TASK DIRECTIONS: Starting at the beginning of the entries and going on through the line with "134 104 L 133", write out those lines again, requests included, multiplying every coordinate in the answer outlines by 1.1 and rounding to whole numbers, halves up. Give only these lines, and leave the pictures out.

RAW DATA:
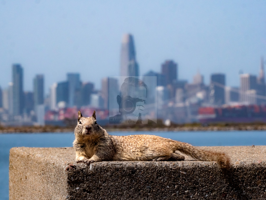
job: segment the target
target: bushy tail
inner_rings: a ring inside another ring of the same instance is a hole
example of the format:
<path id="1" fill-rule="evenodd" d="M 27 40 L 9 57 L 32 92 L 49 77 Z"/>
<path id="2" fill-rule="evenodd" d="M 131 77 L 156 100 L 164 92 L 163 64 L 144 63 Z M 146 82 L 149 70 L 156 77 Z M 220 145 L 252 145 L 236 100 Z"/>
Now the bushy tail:
<path id="1" fill-rule="evenodd" d="M 229 169 L 230 159 L 224 152 L 201 149 L 188 143 L 179 142 L 176 145 L 176 150 L 202 161 L 215 161 L 221 169 Z"/>

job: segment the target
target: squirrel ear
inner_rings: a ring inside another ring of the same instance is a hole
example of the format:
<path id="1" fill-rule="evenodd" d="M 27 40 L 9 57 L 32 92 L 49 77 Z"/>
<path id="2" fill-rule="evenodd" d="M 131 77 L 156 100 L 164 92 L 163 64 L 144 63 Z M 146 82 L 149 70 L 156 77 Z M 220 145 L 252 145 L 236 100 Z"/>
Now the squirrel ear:
<path id="1" fill-rule="evenodd" d="M 92 116 L 95 119 L 96 119 L 96 115 L 95 115 L 95 111 L 94 111 L 94 112 L 93 112 L 93 114 L 92 114 Z"/>
<path id="2" fill-rule="evenodd" d="M 82 115 L 81 114 L 81 113 L 80 112 L 80 110 L 78 111 L 78 122 L 80 121 L 80 118 L 82 117 Z"/>

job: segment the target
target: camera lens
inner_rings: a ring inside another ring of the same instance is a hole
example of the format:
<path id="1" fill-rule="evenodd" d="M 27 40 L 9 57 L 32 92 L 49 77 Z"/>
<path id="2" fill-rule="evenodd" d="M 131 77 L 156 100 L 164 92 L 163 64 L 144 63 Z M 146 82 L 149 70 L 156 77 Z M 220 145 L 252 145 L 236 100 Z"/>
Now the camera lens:
<path id="1" fill-rule="evenodd" d="M 134 104 L 133 103 L 127 100 L 124 102 L 124 104 L 123 109 L 125 111 L 127 112 L 130 112 L 132 111 L 134 107 Z"/>

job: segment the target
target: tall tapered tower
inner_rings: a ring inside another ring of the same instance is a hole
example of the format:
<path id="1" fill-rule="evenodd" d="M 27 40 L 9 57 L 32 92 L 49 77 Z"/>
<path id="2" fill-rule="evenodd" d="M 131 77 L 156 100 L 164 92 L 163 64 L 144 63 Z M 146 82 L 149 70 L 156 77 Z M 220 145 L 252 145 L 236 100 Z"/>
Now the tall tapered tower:
<path id="1" fill-rule="evenodd" d="M 131 34 L 123 36 L 120 58 L 120 75 L 138 76 L 139 66 L 136 59 L 133 36 Z"/>

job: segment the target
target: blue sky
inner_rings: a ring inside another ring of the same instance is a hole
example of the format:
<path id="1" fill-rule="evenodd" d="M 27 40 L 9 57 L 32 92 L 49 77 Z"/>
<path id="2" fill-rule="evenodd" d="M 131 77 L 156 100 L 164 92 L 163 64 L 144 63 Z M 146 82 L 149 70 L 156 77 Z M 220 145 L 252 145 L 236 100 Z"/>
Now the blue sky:
<path id="1" fill-rule="evenodd" d="M 178 63 L 178 78 L 190 82 L 199 70 L 258 74 L 266 59 L 266 1 L 0 0 L 0 86 L 12 81 L 11 66 L 24 69 L 24 89 L 45 76 L 46 92 L 68 72 L 101 86 L 119 75 L 123 35 L 134 37 L 143 75 L 159 71 L 164 61 Z"/>

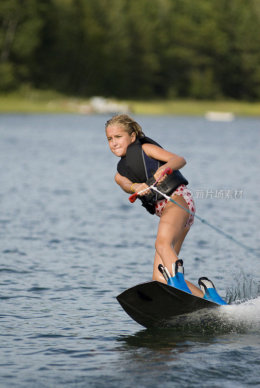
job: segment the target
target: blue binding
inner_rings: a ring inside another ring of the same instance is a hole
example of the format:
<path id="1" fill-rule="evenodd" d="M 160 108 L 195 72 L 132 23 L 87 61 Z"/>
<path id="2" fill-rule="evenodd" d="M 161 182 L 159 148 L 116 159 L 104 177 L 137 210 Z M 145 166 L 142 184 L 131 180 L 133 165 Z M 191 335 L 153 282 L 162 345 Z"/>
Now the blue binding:
<path id="1" fill-rule="evenodd" d="M 225 300 L 219 296 L 214 288 L 207 288 L 205 291 L 203 299 L 208 299 L 219 305 L 227 305 Z"/>
<path id="2" fill-rule="evenodd" d="M 178 265 L 179 263 L 181 264 L 181 266 Z M 175 276 L 173 277 L 169 277 L 167 284 L 169 286 L 172 286 L 173 287 L 175 287 L 175 288 L 178 288 L 179 290 L 181 290 L 182 291 L 185 291 L 186 292 L 191 294 L 192 292 L 184 280 L 184 270 L 182 267 L 183 264 L 183 261 L 181 259 L 179 259 L 175 262 Z"/>
<path id="3" fill-rule="evenodd" d="M 206 281 L 203 282 L 203 281 Z M 207 284 L 208 282 L 208 284 Z M 225 300 L 219 296 L 217 292 L 215 286 L 212 281 L 210 280 L 207 277 L 200 277 L 198 279 L 198 284 L 202 291 L 204 292 L 204 299 L 210 300 L 211 302 L 214 302 L 218 305 L 227 305 Z M 212 285 L 212 287 L 208 287 L 209 284 Z"/>

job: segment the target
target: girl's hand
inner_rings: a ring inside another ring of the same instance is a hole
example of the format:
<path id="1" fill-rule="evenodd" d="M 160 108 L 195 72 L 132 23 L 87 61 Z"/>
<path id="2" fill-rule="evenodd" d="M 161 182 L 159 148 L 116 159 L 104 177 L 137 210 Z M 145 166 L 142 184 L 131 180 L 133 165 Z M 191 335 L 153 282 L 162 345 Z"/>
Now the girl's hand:
<path id="1" fill-rule="evenodd" d="M 159 168 L 158 168 L 158 169 L 153 176 L 154 178 L 155 179 L 155 180 L 157 180 L 159 178 L 159 177 L 161 177 L 161 176 L 162 175 L 163 171 L 165 171 L 166 168 L 167 166 L 165 166 L 165 164 L 163 166 L 159 167 Z M 162 182 L 167 176 L 168 176 L 167 174 L 164 174 L 164 175 L 163 175 L 163 176 L 162 177 L 162 178 L 158 180 L 158 183 L 161 183 L 161 182 Z"/>
<path id="2" fill-rule="evenodd" d="M 138 194 L 140 197 L 142 196 L 143 195 L 145 195 L 146 194 L 149 194 L 150 193 L 151 190 L 149 188 L 149 186 L 146 185 L 146 183 L 136 183 L 134 186 L 133 186 L 133 190 L 134 190 L 135 193 L 138 193 L 139 191 L 142 191 L 142 190 L 144 190 L 147 187 L 147 190 L 144 191 L 143 193 L 141 193 L 141 194 Z"/>

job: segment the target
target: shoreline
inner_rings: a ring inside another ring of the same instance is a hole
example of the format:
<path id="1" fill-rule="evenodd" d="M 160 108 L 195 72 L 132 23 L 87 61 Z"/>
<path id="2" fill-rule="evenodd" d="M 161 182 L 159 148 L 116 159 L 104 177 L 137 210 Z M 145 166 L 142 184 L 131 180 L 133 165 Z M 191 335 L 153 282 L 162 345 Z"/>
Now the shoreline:
<path id="1" fill-rule="evenodd" d="M 102 105 L 103 104 L 103 105 Z M 260 101 L 209 101 L 179 99 L 119 100 L 102 97 L 81 98 L 55 92 L 35 91 L 21 95 L 0 94 L 0 114 L 74 113 L 87 115 L 117 113 L 151 115 L 205 115 L 208 112 L 260 117 Z"/>

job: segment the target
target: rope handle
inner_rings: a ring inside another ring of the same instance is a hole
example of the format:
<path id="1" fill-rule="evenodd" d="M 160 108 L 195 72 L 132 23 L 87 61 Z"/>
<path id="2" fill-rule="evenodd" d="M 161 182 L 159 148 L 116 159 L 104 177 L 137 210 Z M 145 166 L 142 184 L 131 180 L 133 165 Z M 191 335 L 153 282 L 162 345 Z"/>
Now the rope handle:
<path id="1" fill-rule="evenodd" d="M 134 194 L 132 194 L 131 195 L 130 195 L 129 197 L 129 199 L 131 202 L 131 203 L 133 203 L 134 202 L 135 202 L 137 195 L 138 195 L 141 193 L 143 193 L 144 191 L 146 191 L 147 188 L 150 189 L 151 187 L 154 187 L 154 185 L 156 185 L 158 180 L 160 180 L 160 179 L 161 178 L 162 178 L 163 175 L 165 175 L 165 174 L 166 174 L 167 175 L 169 175 L 170 174 L 172 174 L 172 169 L 170 168 L 169 167 L 167 167 L 165 170 L 164 170 L 162 175 L 160 177 L 159 177 L 157 180 L 156 180 L 154 183 L 151 185 L 149 187 L 146 188 L 146 189 L 145 189 L 144 190 L 142 190 L 141 191 L 139 191 L 139 193 L 135 193 Z"/>

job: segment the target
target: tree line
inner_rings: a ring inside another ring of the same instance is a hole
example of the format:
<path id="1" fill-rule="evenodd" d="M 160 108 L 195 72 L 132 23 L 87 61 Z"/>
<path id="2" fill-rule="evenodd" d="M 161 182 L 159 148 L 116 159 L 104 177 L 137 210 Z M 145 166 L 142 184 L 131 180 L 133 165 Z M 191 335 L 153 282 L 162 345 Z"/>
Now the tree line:
<path id="1" fill-rule="evenodd" d="M 0 91 L 254 100 L 259 0 L 1 0 Z"/>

SOLUTION TO THIS EXERCISE:
job: segment the target
target: bushy tail
inner_rings: a ring inside another ring of the same instance is a hole
example of the format:
<path id="1" fill-rule="evenodd" d="M 27 40 L 9 57 L 32 92 L 49 77 Z"/>
<path id="2" fill-rule="evenodd" d="M 131 77 L 156 100 L 164 92 L 163 64 L 144 63 Z M 146 82 L 149 70 L 156 77 Z M 220 145 L 252 145 L 236 100 Z"/>
Now the bushy tail:
<path id="1" fill-rule="evenodd" d="M 252 186 L 253 175 L 246 167 L 221 164 L 207 157 L 197 156 L 194 160 L 194 165 L 222 177 L 237 177 L 243 186 Z"/>

job: segment the target
target: squirrel ear
inner_rings: a ring inside another ring of the same instance is a hole
example of the format:
<path id="1" fill-rule="evenodd" d="M 27 40 L 9 57 L 32 92 L 49 77 Z"/>
<path id="2" fill-rule="evenodd" d="M 131 77 L 156 100 L 164 92 L 163 64 L 144 63 Z M 146 82 L 149 70 L 156 77 Z M 220 145 L 252 145 L 236 100 Z"/>
Now the squirrel ear:
<path id="1" fill-rule="evenodd" d="M 101 128 L 105 131 L 106 131 L 106 127 L 105 127 L 105 122 L 103 122 L 103 123 L 102 123 L 102 125 L 101 125 Z"/>
<path id="2" fill-rule="evenodd" d="M 90 127 L 89 125 L 89 124 L 88 123 L 88 121 L 86 122 L 86 134 L 88 133 L 88 130 L 90 129 Z"/>

job: segment the target
target: camera lens
inner_rings: a ring inside another ring of the same instance is a hole
example of the format:
<path id="1" fill-rule="evenodd" d="M 27 40 L 9 57 L 32 92 L 49 77 Z"/>
<path id="2" fill-rule="evenodd" d="M 131 77 L 156 100 L 164 92 L 163 64 L 144 63 Z M 146 82 L 149 70 L 156 77 Z M 220 145 L 252 145 L 236 100 Z"/>
Now the camera lens:
<path id="1" fill-rule="evenodd" d="M 147 114 L 146 113 L 140 110 L 136 112 L 136 114 L 135 120 L 138 122 L 140 123 L 143 123 L 145 122 L 147 118 Z"/>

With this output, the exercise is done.